*Selected text:*
*-*-*
# Back to the surf



## WIR (Apr 23, 2017)

Water was till murky when we got out to the beach saturday morning but that did not stop the fishing from biting. Saturday morning we had our limit of trout and two reds, and a few sand trout mixed in. Sunday the fish didn't eat as well but we still managed to scratch out two limits of trout, releasing a 24" speck, and a big bull 42" red caught on light tackle.


----------



## JJGold1 (May 6, 2010)

Nice! Were you wading?


----------



## tommy261 (May 3, 2006)

Croaker or artificial?

Sent from my SM-G892A using Tapatalk


----------



## ol'possum (Jan 20, 2017)

tiny trout, but you got to post a pict


----------



## tommy261 (May 3, 2006)

Doesnt matter , as long as they are over 15 inches.....I figured you would be the one to say something negative about their catch. Good job guys, go get the grease hot.

Sent from my SM-G892A using Tapatalk


----------



## That Robbie Guy (Aug 11, 2009)

I never knew fishing was all about the size of the catch!



ol'possum said:


> tiny trout, but you got to post a pict


Anyhow. WIR, hell yeah, way to get after it!


----------



## tommy261 (May 3, 2006)

It's not robbie, anytime someone post a legal limit, this guy always has something negative to say. He thinks everyone is putting a dent in the fish population. It's about having fun and making memories. Been doing it all my life, whether it was with my dad, grandpa, daughters or all my fishing buddies.
*-*-*
Stored data
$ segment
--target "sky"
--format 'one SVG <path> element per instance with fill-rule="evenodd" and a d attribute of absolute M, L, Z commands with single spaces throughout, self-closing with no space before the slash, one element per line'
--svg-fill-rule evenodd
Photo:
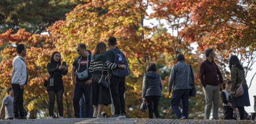
<path fill-rule="evenodd" d="M 150 15 L 150 13 L 154 12 L 152 10 L 151 6 L 149 6 L 148 8 L 148 9 L 146 11 L 146 12 L 147 12 L 148 15 Z M 147 19 L 147 17 L 146 17 L 146 19 Z M 160 22 L 159 23 L 159 21 L 158 20 L 156 20 L 156 19 L 152 19 L 150 20 L 148 19 L 144 19 L 144 24 L 145 26 L 149 26 L 150 27 L 152 27 L 153 25 L 152 24 L 154 25 L 154 26 L 157 25 L 159 24 L 163 24 L 164 25 L 167 25 L 166 21 L 165 21 L 163 19 L 162 19 L 160 20 Z M 164 26 L 166 27 L 168 31 L 167 32 L 169 33 L 171 33 L 171 29 L 170 28 L 168 28 L 168 26 Z M 176 31 L 174 31 L 175 32 Z M 174 34 L 175 35 L 175 34 Z M 176 34 L 176 35 L 177 35 Z M 195 49 L 195 50 L 197 50 L 197 44 L 195 43 L 193 43 L 191 44 L 191 46 L 194 48 Z M 246 62 L 244 62 L 244 63 L 247 63 Z M 245 65 L 243 65 L 244 67 L 245 66 Z M 249 71 L 248 72 L 248 74 L 247 74 L 247 76 L 246 77 L 246 79 L 247 82 L 247 84 L 248 84 L 248 87 L 249 87 L 249 83 L 251 81 L 251 80 L 252 78 L 252 76 L 253 76 L 253 74 L 256 72 L 256 68 L 253 68 L 256 67 L 256 65 L 255 65 L 254 66 L 252 66 L 252 70 Z M 229 70 L 229 68 L 227 68 L 228 70 Z M 254 95 L 256 95 L 256 76 L 255 77 L 255 78 L 253 79 L 253 81 L 252 82 L 251 86 L 250 86 L 250 88 L 249 89 L 249 98 L 250 99 L 250 106 L 248 107 L 245 107 L 244 109 L 245 110 L 245 111 L 247 112 L 247 113 L 250 113 L 250 112 L 255 112 L 254 109 L 254 98 L 253 97 Z"/>

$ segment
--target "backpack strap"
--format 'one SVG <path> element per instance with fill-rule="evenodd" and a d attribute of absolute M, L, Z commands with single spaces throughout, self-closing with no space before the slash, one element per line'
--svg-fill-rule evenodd
<path fill-rule="evenodd" d="M 116 52 L 115 50 L 114 50 L 112 49 L 110 49 L 110 50 L 111 50 L 111 51 L 113 53 L 113 54 L 114 54 L 114 55 L 115 55 L 115 57 L 116 57 L 116 56 L 118 56 L 117 54 L 117 53 Z M 120 51 L 120 50 L 119 50 Z M 119 52 L 119 53 L 120 53 L 120 52 Z M 118 64 L 118 60 L 116 60 L 116 59 L 115 59 L 114 63 L 116 63 L 116 64 Z"/>
<path fill-rule="evenodd" d="M 113 50 L 113 49 L 110 49 L 110 50 L 111 50 L 111 51 L 113 53 L 113 54 L 114 54 L 114 55 L 115 55 L 115 56 L 117 56 L 117 53 L 116 52 L 115 50 Z"/>

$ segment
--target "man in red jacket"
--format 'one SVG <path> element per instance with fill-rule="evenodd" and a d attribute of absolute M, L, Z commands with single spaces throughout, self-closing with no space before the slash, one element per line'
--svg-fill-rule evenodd
<path fill-rule="evenodd" d="M 213 61 L 215 57 L 213 50 L 206 49 L 205 54 L 206 59 L 200 65 L 199 70 L 200 80 L 203 86 L 206 101 L 204 119 L 209 119 L 213 104 L 212 119 L 218 119 L 220 88 L 219 83 L 222 84 L 223 79 L 220 71 Z"/>

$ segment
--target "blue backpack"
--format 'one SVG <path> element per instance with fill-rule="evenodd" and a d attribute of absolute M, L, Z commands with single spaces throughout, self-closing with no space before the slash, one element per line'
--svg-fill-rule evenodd
<path fill-rule="evenodd" d="M 110 50 L 112 51 L 113 54 L 115 55 L 115 62 L 114 63 L 118 65 L 125 65 L 126 66 L 126 68 L 124 69 L 123 68 L 116 68 L 114 69 L 114 75 L 119 77 L 125 77 L 129 75 L 128 71 L 128 64 L 125 59 L 125 58 L 120 55 L 122 52 L 120 50 L 118 50 L 119 51 L 119 54 L 117 54 L 115 50 L 113 49 L 110 49 Z"/>

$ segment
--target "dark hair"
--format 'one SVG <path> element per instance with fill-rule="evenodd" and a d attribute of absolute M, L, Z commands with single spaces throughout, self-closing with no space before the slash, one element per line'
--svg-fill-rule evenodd
<path fill-rule="evenodd" d="M 156 71 L 156 64 L 153 62 L 149 63 L 146 68 L 147 72 L 149 71 Z"/>
<path fill-rule="evenodd" d="M 7 89 L 7 93 L 9 95 L 9 92 L 12 89 L 12 87 L 9 87 Z"/>
<path fill-rule="evenodd" d="M 87 51 L 89 53 L 89 54 L 92 55 L 92 52 L 91 52 L 91 50 L 86 50 L 86 51 Z"/>
<path fill-rule="evenodd" d="M 106 46 L 105 43 L 100 42 L 98 43 L 95 47 L 95 51 L 94 55 L 97 54 L 102 54 L 106 50 Z"/>
<path fill-rule="evenodd" d="M 230 56 L 230 58 L 229 59 L 229 67 L 231 70 L 231 68 L 232 68 L 232 66 L 233 65 L 235 65 L 240 70 L 244 69 L 244 67 L 243 67 L 243 65 L 242 65 L 240 63 L 240 61 L 236 55 L 231 56 Z"/>
<path fill-rule="evenodd" d="M 184 56 L 184 55 L 182 53 L 178 54 L 177 55 L 177 60 L 178 62 L 185 61 L 185 57 Z"/>
<path fill-rule="evenodd" d="M 108 43 L 109 43 L 109 44 L 111 45 L 115 45 L 117 43 L 117 38 L 115 37 L 109 37 L 109 38 L 108 38 Z"/>
<path fill-rule="evenodd" d="M 86 46 L 85 46 L 85 44 L 83 43 L 80 43 L 77 45 L 79 46 L 82 49 L 83 48 L 84 48 L 84 49 L 86 50 Z"/>
<path fill-rule="evenodd" d="M 56 62 L 55 62 L 55 61 L 54 61 L 54 59 L 53 59 L 53 57 L 54 56 L 54 55 L 55 55 L 55 54 L 56 54 L 56 53 L 59 53 L 60 54 L 60 56 L 61 56 L 61 54 L 58 52 L 58 51 L 55 51 L 55 52 L 54 52 L 52 54 L 51 54 L 51 57 L 50 57 L 50 62 L 52 64 L 53 63 L 56 63 Z M 60 59 L 59 60 L 59 61 L 58 61 L 58 64 L 59 64 L 59 65 L 60 65 L 61 64 L 61 57 L 60 57 Z M 52 64 L 52 65 L 53 65 L 53 64 Z"/>
<path fill-rule="evenodd" d="M 23 44 L 19 44 L 16 47 L 17 53 L 20 54 L 22 50 L 25 50 L 25 46 Z"/>
<path fill-rule="evenodd" d="M 206 57 L 208 57 L 209 56 L 209 55 L 210 53 L 211 53 L 213 51 L 213 49 L 206 49 L 205 51 L 205 53 L 206 54 Z"/>
<path fill-rule="evenodd" d="M 230 80 L 229 80 L 229 79 L 227 79 L 227 80 L 227 80 L 227 81 L 230 81 Z M 229 82 L 229 83 L 231 83 L 231 82 Z M 225 88 L 226 88 L 226 86 L 225 86 L 226 84 L 227 84 L 227 83 L 225 83 L 225 84 L 223 84 L 223 84 L 222 84 L 222 88 L 223 88 L 224 90 L 225 90 Z"/>

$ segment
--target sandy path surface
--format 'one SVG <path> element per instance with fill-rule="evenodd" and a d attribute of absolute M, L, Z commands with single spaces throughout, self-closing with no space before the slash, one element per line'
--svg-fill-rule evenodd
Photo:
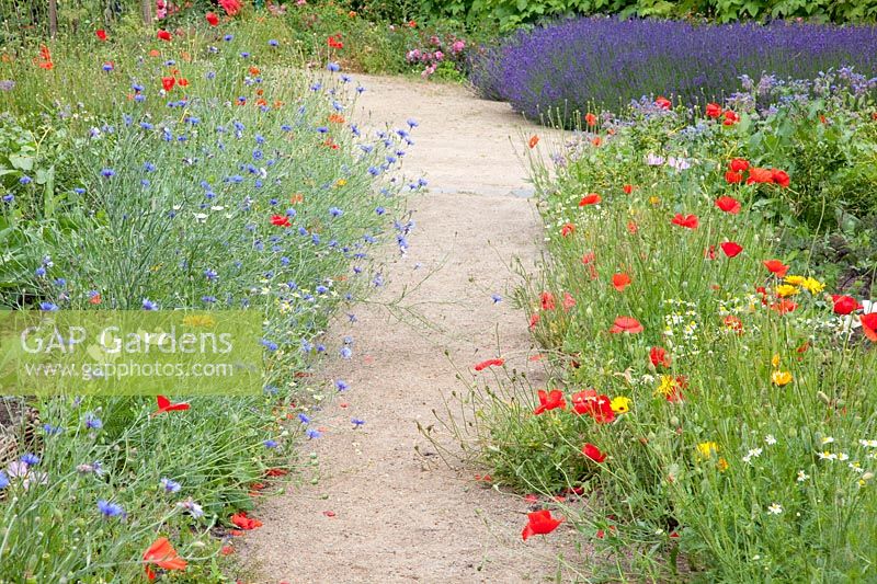
<path fill-rule="evenodd" d="M 338 323 L 331 334 L 353 336 L 354 357 L 324 373 L 350 389 L 316 419 L 324 436 L 305 445 L 317 454 L 319 482 L 306 474 L 265 500 L 257 512 L 264 526 L 243 538 L 242 552 L 259 582 L 553 580 L 563 536 L 524 543 L 527 504 L 477 483 L 477 470 L 448 468 L 417 428 L 443 410 L 443 396 L 465 390 L 452 362 L 464 375 L 500 352 L 528 365 L 524 314 L 491 294 L 505 296 L 513 285 L 513 256 L 532 268 L 538 254 L 539 222 L 522 196 L 519 156 L 522 137 L 543 131 L 459 87 L 362 81 L 368 91 L 358 105 L 373 127 L 418 119 L 403 169 L 430 181 L 430 193 L 410 203 L 410 251 L 389 262 L 377 299 L 419 284 L 403 304 L 417 305 L 434 330 L 375 304 L 357 307 L 357 322 Z M 352 417 L 365 425 L 354 431 Z M 453 443 L 446 432 L 437 436 Z"/>

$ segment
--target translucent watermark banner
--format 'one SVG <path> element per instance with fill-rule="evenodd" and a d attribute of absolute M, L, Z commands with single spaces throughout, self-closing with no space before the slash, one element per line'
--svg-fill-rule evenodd
<path fill-rule="evenodd" d="M 255 310 L 0 312 L 0 394 L 232 394 L 263 385 Z"/>

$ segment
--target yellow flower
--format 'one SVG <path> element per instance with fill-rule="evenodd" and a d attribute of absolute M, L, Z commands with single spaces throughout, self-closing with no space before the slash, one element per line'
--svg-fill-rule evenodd
<path fill-rule="evenodd" d="M 626 414 L 630 411 L 630 398 L 625 398 L 624 396 L 613 398 L 610 402 L 610 406 L 612 406 L 612 411 L 616 414 Z"/>
<path fill-rule="evenodd" d="M 771 374 L 771 380 L 777 386 L 785 386 L 786 383 L 791 382 L 791 374 L 788 371 L 779 371 L 776 370 Z"/>
<path fill-rule="evenodd" d="M 697 455 L 703 460 L 713 458 L 713 453 L 719 451 L 719 445 L 715 442 L 702 442 L 697 445 Z"/>
<path fill-rule="evenodd" d="M 800 290 L 795 286 L 789 286 L 788 284 L 781 284 L 776 287 L 776 295 L 779 298 L 788 298 L 789 296 L 795 296 Z"/>
<path fill-rule="evenodd" d="M 807 278 L 801 282 L 801 287 L 810 294 L 819 294 L 825 289 L 825 285 L 816 278 Z"/>

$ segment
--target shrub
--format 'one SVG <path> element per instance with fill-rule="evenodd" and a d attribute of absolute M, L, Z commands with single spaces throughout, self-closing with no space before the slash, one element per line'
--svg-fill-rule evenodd
<path fill-rule="evenodd" d="M 721 101 L 740 88 L 743 75 L 812 79 L 848 66 L 873 77 L 874 46 L 875 26 L 589 18 L 519 32 L 485 54 L 472 79 L 527 116 L 556 114 L 569 122 L 574 112 L 618 111 L 643 95 Z"/>

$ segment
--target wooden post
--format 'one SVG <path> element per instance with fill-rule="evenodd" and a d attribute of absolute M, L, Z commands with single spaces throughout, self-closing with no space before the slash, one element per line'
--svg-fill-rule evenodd
<path fill-rule="evenodd" d="M 144 13 L 144 24 L 152 24 L 152 0 L 140 0 L 140 8 Z"/>
<path fill-rule="evenodd" d="M 48 34 L 52 38 L 58 34 L 58 0 L 48 0 Z"/>

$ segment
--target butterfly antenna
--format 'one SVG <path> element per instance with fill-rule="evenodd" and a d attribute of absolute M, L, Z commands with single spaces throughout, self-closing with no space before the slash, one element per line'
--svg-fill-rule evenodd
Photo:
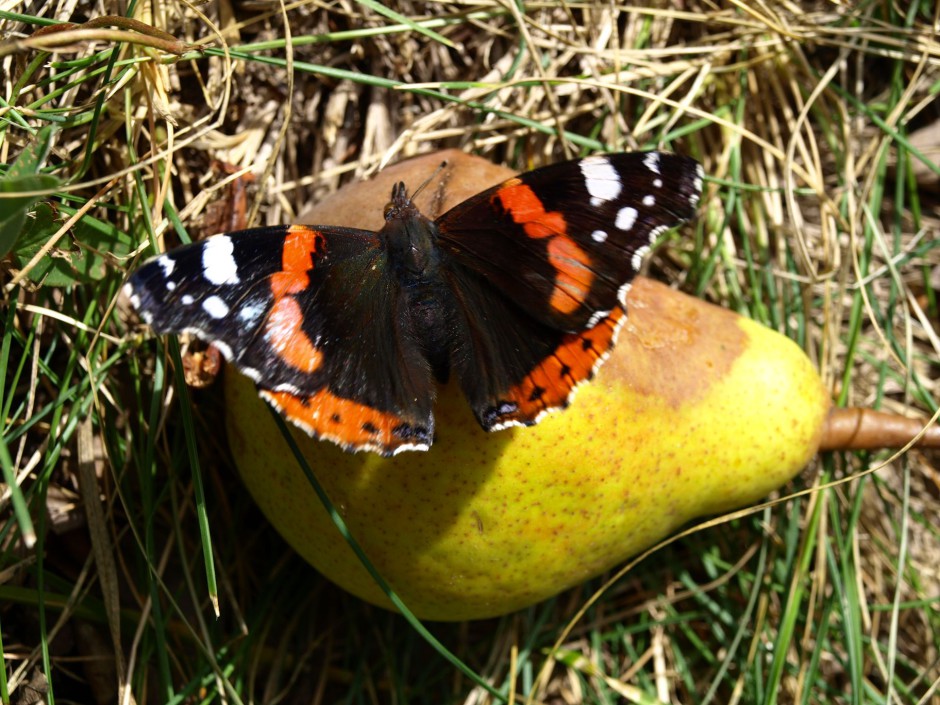
<path fill-rule="evenodd" d="M 446 161 L 443 161 L 443 162 L 441 162 L 440 164 L 438 164 L 437 169 L 435 169 L 434 171 L 432 171 L 432 172 L 431 172 L 431 175 L 430 175 L 428 178 L 426 178 L 426 179 L 421 183 L 421 185 L 418 186 L 418 188 L 416 188 L 416 189 L 414 190 L 414 192 L 411 194 L 411 200 L 413 201 L 414 199 L 416 199 L 416 198 L 418 197 L 418 194 L 421 193 L 421 192 L 424 190 L 424 187 L 427 186 L 427 185 L 428 185 L 429 183 L 431 183 L 432 181 L 434 181 L 435 177 L 436 177 L 438 174 L 440 174 L 441 171 L 442 171 L 442 170 L 444 169 L 444 167 L 446 167 L 446 166 L 447 166 L 447 162 L 446 162 Z"/>

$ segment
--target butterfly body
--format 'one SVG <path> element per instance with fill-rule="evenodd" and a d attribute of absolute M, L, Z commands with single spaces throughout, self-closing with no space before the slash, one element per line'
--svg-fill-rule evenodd
<path fill-rule="evenodd" d="M 161 255 L 126 291 L 158 333 L 214 343 L 262 395 L 347 450 L 426 450 L 436 382 L 486 430 L 536 423 L 590 379 L 623 324 L 643 254 L 691 217 L 691 159 L 565 162 L 436 220 L 403 184 L 377 233 L 290 225 Z"/>

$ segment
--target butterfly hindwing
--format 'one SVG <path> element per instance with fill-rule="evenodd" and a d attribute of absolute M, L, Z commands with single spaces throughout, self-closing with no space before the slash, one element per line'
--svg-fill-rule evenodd
<path fill-rule="evenodd" d="M 431 372 L 375 233 L 215 236 L 151 260 L 126 291 L 156 332 L 214 344 L 312 435 L 383 454 L 430 445 Z"/>

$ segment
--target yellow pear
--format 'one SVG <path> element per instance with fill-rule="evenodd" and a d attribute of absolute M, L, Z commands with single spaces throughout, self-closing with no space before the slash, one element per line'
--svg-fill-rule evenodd
<path fill-rule="evenodd" d="M 304 222 L 378 228 L 392 184 L 435 172 L 429 215 L 510 172 L 459 152 L 422 157 L 327 199 Z M 828 398 L 787 338 L 639 278 L 596 379 L 537 426 L 485 433 L 455 385 L 430 451 L 351 454 L 295 430 L 370 560 L 431 620 L 505 614 L 576 585 L 691 519 L 752 503 L 816 452 Z M 240 474 L 282 536 L 328 578 L 385 595 L 339 536 L 254 385 L 229 370 Z"/>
*-*-*
From the fishing thread, reproduce word for word the passage that opens with the words containing "Doesnt matter , as" and closes with "(Aug 11, 2009)".

Doesnt matter , as long as they are over 15 inches.....I figured you would be the one to say something negative about their catch. Good job guys, go get the grease hot.

Sent from my SM-G892A using Tapatalk


----------



## That Robbie Guy (Aug 11, 2009)